▶ [Directives]
1 - In the article on the Millennium Dome, copy the text from "The Millennium Dome" to "secret accountant's report." and swap "Millennium Dome" for "Greenwich Dome".
2 - According to the article on the Millennium Dome, how many individual suppliers does the Dome have?
3 - Write the next part of the article on the Millennium Dome's finances, picking up after its final sentence.

▶ [Passage given]
----------
The Millennium Dome owes £19m in unpaid bills and has committed itself to contracts with suppliers that run long past the end of the year, according to a secret accountant's report.

The doomed attraction is also facing legal action by some of the creative Britons it is supposed to be promoting, and could face years of costly legal action to untangle the mess.

The damning investigation into the Dome débâcle, carried out by accountants PricewaterhouseCoopers (PwC), has only been seen by a handful of Dome directors and Cabinet ministers. It prompted a £47m bail-out last week, the appointment of company doctor, David James, as the new Dome chairman, and will call into serious question the position of the Dome's finance director, Neil Spence.

So muddled is the situation with contracts that the David James rescue squad are having to contact suppliers to assess the Dome's obligations. The Dome has about 3,000 individual suppliers.

Nomura, the Japanese bank which is supposed to be buying the project for £105m, has been refused sight of the report, prompting threats by Nomura to pull out of the deal this week. However the Independent on Sunday has seen details of PwC's conclusions, and they make damning reading.

The accountants have found that many contracts with suppliers of catering, cleaning and other services have deals stretching well beyond 31 December. This is despite the fact that the Dome was always due to have a life of just a year.

PwC found that, against normal business practice, there was no standard contract with suppliers, leading to confusion as to the terms on which deals had been struck. Mr James is currently working out how much it will cost to untangle this mess, and the estimate runs into millions of pounds.
----------
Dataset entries
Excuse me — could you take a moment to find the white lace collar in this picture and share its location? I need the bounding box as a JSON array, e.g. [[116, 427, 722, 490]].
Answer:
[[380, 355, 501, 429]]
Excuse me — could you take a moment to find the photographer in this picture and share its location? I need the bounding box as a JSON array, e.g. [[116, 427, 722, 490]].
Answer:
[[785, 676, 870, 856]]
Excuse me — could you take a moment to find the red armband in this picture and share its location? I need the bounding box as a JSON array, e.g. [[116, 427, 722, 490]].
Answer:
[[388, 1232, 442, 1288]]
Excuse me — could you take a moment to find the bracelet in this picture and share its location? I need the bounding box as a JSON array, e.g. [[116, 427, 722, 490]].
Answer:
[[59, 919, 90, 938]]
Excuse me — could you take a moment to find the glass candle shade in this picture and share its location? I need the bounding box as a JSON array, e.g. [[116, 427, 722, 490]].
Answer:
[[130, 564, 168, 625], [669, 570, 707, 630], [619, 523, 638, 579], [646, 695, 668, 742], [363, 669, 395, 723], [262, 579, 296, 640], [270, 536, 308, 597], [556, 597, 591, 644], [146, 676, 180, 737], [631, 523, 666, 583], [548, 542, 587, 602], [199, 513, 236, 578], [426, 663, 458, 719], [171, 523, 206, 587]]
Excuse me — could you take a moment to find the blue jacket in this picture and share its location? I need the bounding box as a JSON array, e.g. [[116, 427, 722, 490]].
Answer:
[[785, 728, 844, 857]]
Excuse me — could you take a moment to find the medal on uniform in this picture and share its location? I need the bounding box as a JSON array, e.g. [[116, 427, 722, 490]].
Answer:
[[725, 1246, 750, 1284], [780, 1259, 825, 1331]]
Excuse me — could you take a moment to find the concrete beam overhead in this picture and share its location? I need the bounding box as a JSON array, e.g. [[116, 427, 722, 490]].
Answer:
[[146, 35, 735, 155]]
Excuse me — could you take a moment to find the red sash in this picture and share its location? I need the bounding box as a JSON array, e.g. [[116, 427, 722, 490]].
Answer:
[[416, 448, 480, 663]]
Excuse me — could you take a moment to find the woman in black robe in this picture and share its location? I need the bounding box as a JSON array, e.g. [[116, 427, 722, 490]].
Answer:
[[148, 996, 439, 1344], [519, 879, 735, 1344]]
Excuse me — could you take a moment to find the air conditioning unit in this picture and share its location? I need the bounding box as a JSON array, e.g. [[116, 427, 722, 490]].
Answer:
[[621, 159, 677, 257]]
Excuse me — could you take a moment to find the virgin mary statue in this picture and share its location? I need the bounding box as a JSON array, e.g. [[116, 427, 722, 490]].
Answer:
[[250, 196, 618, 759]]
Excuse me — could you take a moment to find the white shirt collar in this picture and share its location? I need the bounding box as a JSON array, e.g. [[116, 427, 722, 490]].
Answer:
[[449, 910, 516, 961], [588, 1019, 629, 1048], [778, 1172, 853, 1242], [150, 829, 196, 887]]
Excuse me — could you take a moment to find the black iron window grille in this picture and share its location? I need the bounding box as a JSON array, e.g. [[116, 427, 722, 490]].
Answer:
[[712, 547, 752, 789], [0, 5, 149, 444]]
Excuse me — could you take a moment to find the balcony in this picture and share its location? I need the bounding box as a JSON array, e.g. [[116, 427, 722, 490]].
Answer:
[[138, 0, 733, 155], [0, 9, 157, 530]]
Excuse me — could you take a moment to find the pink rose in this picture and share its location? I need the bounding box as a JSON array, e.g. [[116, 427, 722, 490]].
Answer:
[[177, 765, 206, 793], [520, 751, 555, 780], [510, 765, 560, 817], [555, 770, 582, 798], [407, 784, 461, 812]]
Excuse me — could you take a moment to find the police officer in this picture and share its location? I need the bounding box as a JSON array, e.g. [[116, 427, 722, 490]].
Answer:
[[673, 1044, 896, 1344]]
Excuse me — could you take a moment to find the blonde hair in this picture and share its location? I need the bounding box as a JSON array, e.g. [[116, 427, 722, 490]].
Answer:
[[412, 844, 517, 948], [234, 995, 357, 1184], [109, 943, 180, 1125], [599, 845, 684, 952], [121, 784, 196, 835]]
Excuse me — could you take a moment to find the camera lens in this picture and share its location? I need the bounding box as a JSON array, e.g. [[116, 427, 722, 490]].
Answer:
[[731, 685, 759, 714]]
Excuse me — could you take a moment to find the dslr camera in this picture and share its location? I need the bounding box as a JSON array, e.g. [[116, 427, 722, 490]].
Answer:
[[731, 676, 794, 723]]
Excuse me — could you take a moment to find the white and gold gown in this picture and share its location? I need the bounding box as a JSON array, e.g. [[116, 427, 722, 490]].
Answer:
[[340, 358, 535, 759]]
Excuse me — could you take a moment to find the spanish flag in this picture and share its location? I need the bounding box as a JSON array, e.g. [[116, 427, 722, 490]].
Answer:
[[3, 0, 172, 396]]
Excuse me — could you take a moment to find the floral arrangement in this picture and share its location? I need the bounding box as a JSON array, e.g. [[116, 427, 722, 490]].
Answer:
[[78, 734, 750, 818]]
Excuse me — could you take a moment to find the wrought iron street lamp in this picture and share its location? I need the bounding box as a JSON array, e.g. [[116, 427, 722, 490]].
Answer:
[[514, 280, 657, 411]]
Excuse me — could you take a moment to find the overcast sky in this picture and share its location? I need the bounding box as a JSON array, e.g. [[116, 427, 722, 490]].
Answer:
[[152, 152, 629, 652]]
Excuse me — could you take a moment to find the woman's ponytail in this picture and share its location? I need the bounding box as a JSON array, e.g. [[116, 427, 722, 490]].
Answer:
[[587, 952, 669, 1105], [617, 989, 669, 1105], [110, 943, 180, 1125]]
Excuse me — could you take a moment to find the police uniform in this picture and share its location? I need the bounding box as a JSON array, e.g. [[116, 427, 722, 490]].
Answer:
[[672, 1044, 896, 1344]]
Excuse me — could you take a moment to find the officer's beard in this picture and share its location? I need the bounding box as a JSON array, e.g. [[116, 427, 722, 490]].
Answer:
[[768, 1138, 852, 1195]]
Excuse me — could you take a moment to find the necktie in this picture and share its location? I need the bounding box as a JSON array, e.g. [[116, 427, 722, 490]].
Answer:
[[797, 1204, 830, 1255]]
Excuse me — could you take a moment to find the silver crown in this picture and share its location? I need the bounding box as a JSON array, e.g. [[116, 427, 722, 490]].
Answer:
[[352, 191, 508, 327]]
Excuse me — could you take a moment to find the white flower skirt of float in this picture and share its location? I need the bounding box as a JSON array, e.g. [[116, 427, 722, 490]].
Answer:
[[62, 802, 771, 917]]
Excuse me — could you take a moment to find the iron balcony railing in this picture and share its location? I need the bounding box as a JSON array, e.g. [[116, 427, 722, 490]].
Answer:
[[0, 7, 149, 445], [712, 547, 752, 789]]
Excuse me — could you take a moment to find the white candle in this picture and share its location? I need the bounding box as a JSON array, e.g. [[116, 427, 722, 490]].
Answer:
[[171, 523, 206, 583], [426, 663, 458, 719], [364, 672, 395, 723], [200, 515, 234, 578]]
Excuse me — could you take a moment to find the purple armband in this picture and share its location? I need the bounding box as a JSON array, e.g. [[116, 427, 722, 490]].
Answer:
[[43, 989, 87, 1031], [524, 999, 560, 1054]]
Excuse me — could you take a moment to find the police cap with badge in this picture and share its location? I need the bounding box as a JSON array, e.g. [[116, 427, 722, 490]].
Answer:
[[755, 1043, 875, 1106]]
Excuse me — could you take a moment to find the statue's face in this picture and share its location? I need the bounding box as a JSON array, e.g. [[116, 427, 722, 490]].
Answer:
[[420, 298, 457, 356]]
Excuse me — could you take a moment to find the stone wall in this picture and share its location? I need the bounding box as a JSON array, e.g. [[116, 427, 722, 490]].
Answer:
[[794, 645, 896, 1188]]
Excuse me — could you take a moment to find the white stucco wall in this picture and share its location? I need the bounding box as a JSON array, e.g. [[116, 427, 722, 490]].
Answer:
----------
▶ [Task responses]
1 -
The Greenwich Dome owes £19m in unpaid bills and has committed itself to contracts with suppliers that run long past the end of the year, according to a secret accountant's report.

2 - About 3,000.

3 -
The New Millennium Experience Company (NMEC), which runs the Dome, still owes £19m to the companies which designed, built and equipped it. The architects of two of the zones are still owed money, as are builders, artists and photographers. One creative agency, which asked not to be named, said it had written to NMEC threatening legal action.

There is no record of what NMEC owns, either in physical or intellectual property. The accountants have said that unless this is made clear, NMEC could face legal actions from suppliers for many years after the Dome is sold.

The NMEC may have to spend in excess of £10m clearing up both the legal and environmental mess left when the attraction is sold. The accountants were unable to obtain an estimate of these costs.

Guy Hands, the banker leading the Nomura team, is understood to be livid about the situation at NMEC. To be able to take over the Dome on 1 January, Nomura needed to have completed the purchase 10 days ago. A senior source described the situation as "like trying to buy a house without a survey".

Nomura has been told it cannot have the PwC report because it must first go to the National Audit Office. The company has spent £10m already on its bid but has told Lord Falconer, the minister who is in charge of the Dome, that it will pull out in the next few days if it cannot obtain the information it needs to complete the deal.

As it is, Nomura now doubts it can obtain the planning permission for the proposed changes to the attraction in time for it to take over in January. Bizarrely, the Dome only has planning permission lasting a year and Greenwich Council cannot extend it without public consultation, which would take up to three months.